Extract to read:
Content starts
TLDR: Researchers have developed MBT-CB, a Multi-target Bayesian Transformer framework, to predict key cardiovascular disease (CVD) biomarkers (LDL-C, HbA1c, BMI, SysBP) from Electronic Health Records (EHR) data during pandemics. The model uniquely combines Bayesian Variational Inference for uncertainty estimation, a BERT-based transformer for temporal patterns, and DeepMTR for biomarker interdependencies. Evaluated on COVID-19 era data, MBT-CB significantly outperformed other models, demonstrating high accuracy and the ability to provide confidence levels for its predictions, crucial for clinical decision-making.
The COVID-19 pandemic brought unprecedented challenges to healthcare systems globally, particularly affecting individuals with chronic conditions like cardiovascular disease (CVD). The disruptions, ranging from delayed medical care to changes in lifestyle, significantly impacted crucial CVD biomarkers such as LDL cholesterol (LDL-C), HbA1c, BMI, and systolic blood pressure (SysBP). Accurately predicting these changes is vital for understanding disease progression and guiding preventive care, especially during health crises.
Traditional approaches to predicting these biomarkers often fall short. They typically predict each biomarker independently, ignoring the complex interdependencies between them. Furthermore, they often fail to account for the temporal patterns in patient data or to quantify the inherent uncertainty in predictions, which is crucial for reliable clinical decision-making.
Introducing MBT-CB: A Novel Predictive Framework
To address these critical gaps, researchers have developed MBT-CB, a Multi-target Bayesian Transformer framework. This innovative model is designed to jointly predict LDL-C, HbA1c, BMI, and SysBP from Electronic Health Records (EHR) data. What makes MBT-CB stand out is its ability to simultaneously capture biomarker interdependencies, temporal patterns, and predictive uncertainty.
Content ends
Data records:
Content starts
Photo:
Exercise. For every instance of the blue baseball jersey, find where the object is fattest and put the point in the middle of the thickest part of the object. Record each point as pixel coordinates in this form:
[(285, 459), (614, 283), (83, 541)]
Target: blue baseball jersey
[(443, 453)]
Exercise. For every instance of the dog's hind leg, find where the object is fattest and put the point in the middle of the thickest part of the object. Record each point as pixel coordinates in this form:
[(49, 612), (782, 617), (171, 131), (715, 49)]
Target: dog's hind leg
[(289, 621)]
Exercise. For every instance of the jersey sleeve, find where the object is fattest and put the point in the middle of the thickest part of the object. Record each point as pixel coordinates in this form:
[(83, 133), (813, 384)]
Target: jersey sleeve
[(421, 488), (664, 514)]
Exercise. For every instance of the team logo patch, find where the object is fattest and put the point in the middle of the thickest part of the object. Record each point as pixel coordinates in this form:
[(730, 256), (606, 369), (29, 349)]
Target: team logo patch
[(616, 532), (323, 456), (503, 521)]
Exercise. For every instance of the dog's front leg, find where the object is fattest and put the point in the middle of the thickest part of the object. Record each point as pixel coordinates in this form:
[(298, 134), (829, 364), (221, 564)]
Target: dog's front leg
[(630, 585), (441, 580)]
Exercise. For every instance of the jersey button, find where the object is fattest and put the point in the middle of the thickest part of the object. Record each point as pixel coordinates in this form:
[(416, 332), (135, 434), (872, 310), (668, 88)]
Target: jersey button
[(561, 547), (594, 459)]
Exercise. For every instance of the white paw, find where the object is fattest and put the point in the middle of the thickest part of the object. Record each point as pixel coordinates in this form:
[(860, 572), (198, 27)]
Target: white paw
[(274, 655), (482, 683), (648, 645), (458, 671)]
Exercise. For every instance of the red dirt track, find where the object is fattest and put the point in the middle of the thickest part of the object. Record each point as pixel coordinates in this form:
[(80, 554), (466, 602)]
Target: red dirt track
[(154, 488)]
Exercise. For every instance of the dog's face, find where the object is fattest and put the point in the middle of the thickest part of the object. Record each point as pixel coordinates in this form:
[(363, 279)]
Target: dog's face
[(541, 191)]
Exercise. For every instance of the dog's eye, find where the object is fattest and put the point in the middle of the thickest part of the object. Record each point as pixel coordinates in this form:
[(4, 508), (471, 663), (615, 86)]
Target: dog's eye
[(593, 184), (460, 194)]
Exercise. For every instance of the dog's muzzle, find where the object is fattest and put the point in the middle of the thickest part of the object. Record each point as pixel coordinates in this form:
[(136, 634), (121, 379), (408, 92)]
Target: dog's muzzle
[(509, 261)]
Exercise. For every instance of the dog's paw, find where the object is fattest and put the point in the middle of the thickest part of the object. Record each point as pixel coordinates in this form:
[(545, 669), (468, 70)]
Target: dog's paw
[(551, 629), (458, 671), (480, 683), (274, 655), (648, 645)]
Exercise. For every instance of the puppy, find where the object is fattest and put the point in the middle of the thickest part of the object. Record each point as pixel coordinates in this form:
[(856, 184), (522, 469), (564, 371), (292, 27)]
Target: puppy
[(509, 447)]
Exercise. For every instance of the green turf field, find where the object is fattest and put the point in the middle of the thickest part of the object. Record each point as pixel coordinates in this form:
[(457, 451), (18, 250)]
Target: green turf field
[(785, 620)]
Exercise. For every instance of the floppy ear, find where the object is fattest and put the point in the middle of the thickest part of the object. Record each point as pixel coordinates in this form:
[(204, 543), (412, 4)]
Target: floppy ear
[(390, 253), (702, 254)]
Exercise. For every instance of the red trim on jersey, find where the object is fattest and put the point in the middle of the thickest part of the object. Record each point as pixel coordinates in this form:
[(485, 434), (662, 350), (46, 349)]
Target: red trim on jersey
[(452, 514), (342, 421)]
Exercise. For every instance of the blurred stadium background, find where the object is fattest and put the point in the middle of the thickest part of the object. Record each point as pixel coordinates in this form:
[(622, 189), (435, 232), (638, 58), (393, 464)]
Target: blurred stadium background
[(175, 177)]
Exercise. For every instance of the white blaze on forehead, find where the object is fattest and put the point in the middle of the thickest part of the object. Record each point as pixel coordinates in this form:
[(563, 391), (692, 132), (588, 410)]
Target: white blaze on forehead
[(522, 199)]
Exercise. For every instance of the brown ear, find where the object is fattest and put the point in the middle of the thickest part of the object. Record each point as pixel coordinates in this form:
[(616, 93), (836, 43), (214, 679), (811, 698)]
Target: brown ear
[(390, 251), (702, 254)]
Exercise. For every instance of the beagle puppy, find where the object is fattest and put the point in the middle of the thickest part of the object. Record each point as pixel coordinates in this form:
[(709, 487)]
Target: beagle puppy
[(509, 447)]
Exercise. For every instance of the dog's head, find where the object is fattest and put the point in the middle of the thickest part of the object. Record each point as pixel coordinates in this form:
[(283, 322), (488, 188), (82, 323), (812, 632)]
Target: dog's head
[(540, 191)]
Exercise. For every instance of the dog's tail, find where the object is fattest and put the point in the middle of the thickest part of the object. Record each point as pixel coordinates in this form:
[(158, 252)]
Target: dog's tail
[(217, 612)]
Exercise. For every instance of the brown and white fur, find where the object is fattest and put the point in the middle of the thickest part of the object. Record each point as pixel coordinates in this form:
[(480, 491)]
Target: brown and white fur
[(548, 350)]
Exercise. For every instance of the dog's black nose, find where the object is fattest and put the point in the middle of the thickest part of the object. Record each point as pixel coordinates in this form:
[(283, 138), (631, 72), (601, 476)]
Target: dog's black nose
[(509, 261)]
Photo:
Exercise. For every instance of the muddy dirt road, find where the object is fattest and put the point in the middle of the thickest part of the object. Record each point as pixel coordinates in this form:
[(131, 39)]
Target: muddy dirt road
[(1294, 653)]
Content ends
Tasks to perform:
A – Translate this sentence from the MBT-CB text into Spanish: "Traditional approaches to predicting these biomarkers often fall short."
B – Reproduce everything in the MBT-CB text from "The COVID-19 pandemic" down to "reliable clinical decision-making.".

Answers to the tasks:
A – Los enfoques tradicionales para predecir estos biomarcadores a menudo se quedan cortos.

B –
The COVID-19 pandemic brought unprecedented challenges to healthcare systems globally, particularly affecting individuals with chronic conditions like cardiovascular disease (CVD). The disruptions, ranging from delayed medical care to changes in lifestyle, significantly impacted crucial CVD biomarkers such as LDL cholesterol (LDL-C), HbA1c, BMI, and systolic blood pressure (SysBP). Accurately predicting these changes is vital for understanding disease progression and guiding preventive care, especially during health crises.
Traditional approaches to predicting these biomarkers often fall short. They typically predict each biomarker independently, ignoring the complex interdependencies between them. Furthermore, they often fail to account for the temporal patterns in patient data or to quantify the inherent uncertainty in predictions, which is crucial for reliable clinical decision-making.